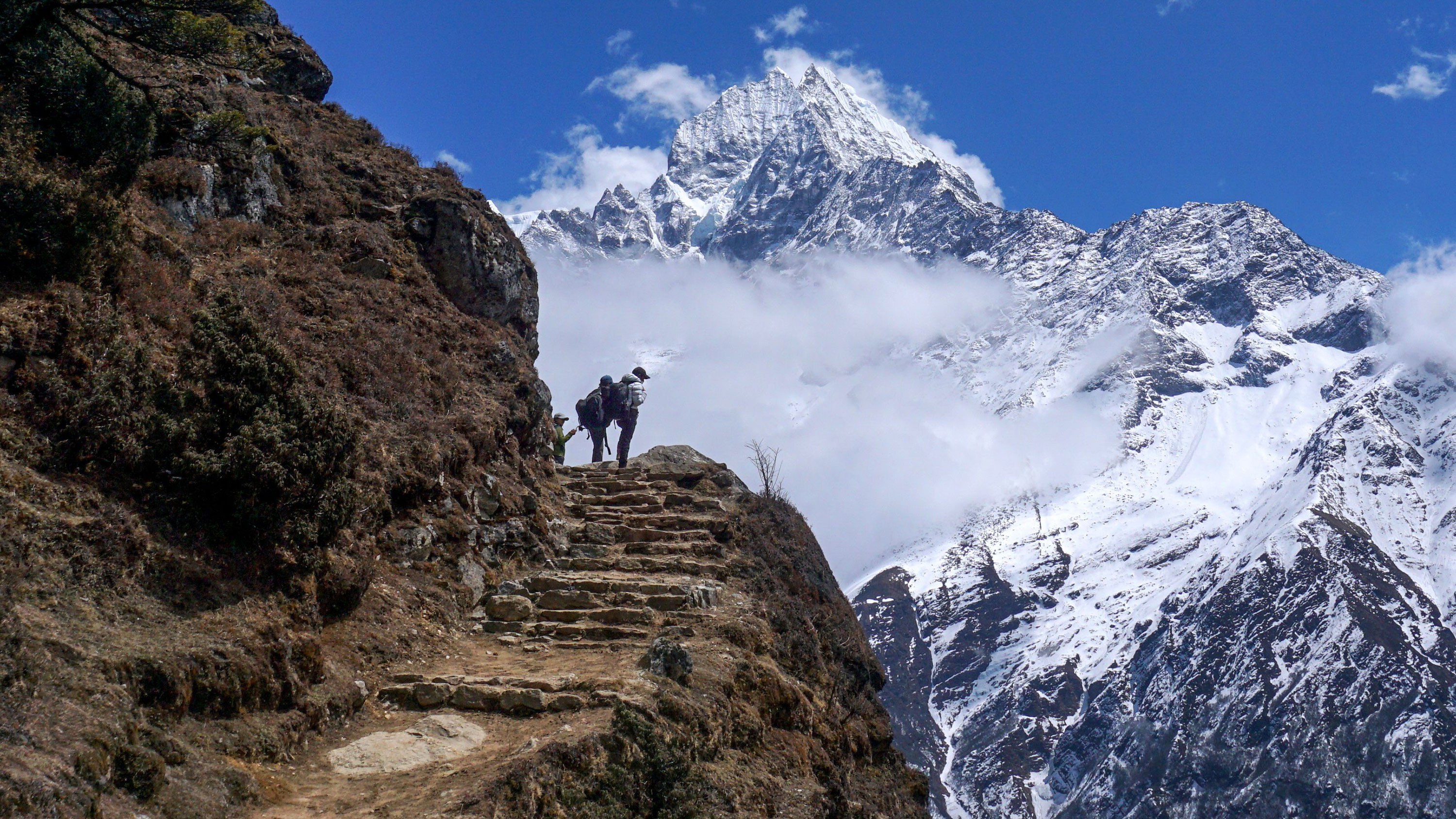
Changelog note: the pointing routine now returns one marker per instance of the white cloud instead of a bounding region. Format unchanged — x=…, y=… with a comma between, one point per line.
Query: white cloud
x=969, y=162
x=666, y=89
x=618, y=43
x=903, y=104
x=446, y=158
x=823, y=365
x=788, y=24
x=1423, y=81
x=1422, y=306
x=579, y=177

#####

• _Task objective_
Reproduce the material above verbatim, line for line, leaving out the picture.

• _Response to the task_
Changelog note: the pointing routine now returns one marker per instance of the white cloud instead of a bounding region. Format unchanged — x=…, y=… with a comma between, one point per line.
Query: white cloud
x=969, y=162
x=666, y=89
x=618, y=43
x=903, y=104
x=446, y=158
x=823, y=365
x=788, y=24
x=1423, y=81
x=1422, y=306
x=579, y=177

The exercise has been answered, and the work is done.